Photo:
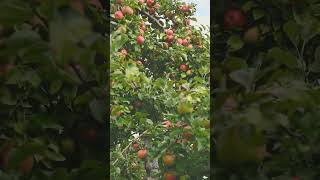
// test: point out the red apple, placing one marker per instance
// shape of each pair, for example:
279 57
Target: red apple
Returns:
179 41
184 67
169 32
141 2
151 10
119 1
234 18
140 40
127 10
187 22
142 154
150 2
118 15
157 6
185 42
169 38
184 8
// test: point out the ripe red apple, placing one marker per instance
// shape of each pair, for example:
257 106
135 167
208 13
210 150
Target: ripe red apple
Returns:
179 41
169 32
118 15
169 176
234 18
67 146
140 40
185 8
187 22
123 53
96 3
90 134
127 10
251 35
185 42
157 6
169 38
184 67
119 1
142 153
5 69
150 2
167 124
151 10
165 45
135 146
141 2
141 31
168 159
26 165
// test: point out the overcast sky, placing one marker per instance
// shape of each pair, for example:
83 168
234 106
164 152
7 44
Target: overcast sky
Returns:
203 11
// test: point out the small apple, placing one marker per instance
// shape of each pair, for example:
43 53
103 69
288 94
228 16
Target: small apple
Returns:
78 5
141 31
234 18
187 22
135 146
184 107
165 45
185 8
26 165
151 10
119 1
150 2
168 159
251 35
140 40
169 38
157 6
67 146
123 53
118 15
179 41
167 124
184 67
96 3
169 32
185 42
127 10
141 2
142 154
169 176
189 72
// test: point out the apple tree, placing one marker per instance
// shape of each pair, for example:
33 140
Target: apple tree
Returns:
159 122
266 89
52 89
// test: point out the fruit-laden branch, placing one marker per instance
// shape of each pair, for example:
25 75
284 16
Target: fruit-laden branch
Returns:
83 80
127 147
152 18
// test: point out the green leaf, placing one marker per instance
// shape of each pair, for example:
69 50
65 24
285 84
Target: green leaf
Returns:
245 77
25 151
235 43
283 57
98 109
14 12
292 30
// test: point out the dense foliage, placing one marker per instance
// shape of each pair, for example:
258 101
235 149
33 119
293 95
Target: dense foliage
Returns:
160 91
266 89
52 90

☆ ☆ ☆ ☆ ☆

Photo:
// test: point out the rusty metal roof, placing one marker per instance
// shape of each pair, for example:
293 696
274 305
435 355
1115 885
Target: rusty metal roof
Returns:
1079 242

☆ ☆ ☆ ☆ ☆

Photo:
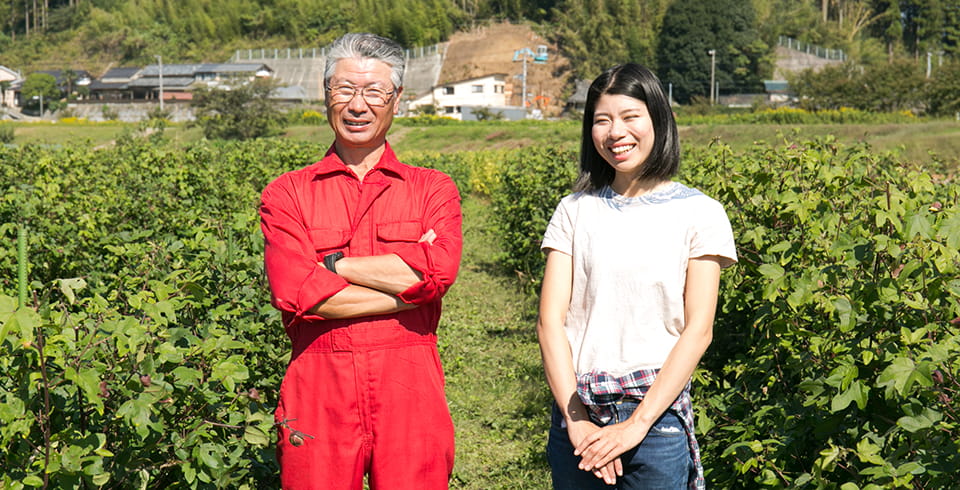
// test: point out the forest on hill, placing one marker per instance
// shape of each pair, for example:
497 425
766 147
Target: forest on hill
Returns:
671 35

☆ ☆ ☆ ☆ ☆

Show every line in the entries where the string "placing" occurs.

EXERCISE OUTPUT ->
// test: point out the red apple, placing one marker per instance
// test: point out the ripe red apple, placing one marker per instance
// test: point out the overcast sky, placing one marker per instance
// test: point out the small apple, placing one marker per instance
// test: point out the apple tree, placing one marker per instance
// test: point out the fruit-laden branch, placing one marker per instance
// test: point out the green leaf, placing one marker per instance
// test: point out the dense foliage, placing one marker per instance
// test: point out the rusty metal roof, placing one marker per instance
// test: point out the forest on hill, placing one marker per instance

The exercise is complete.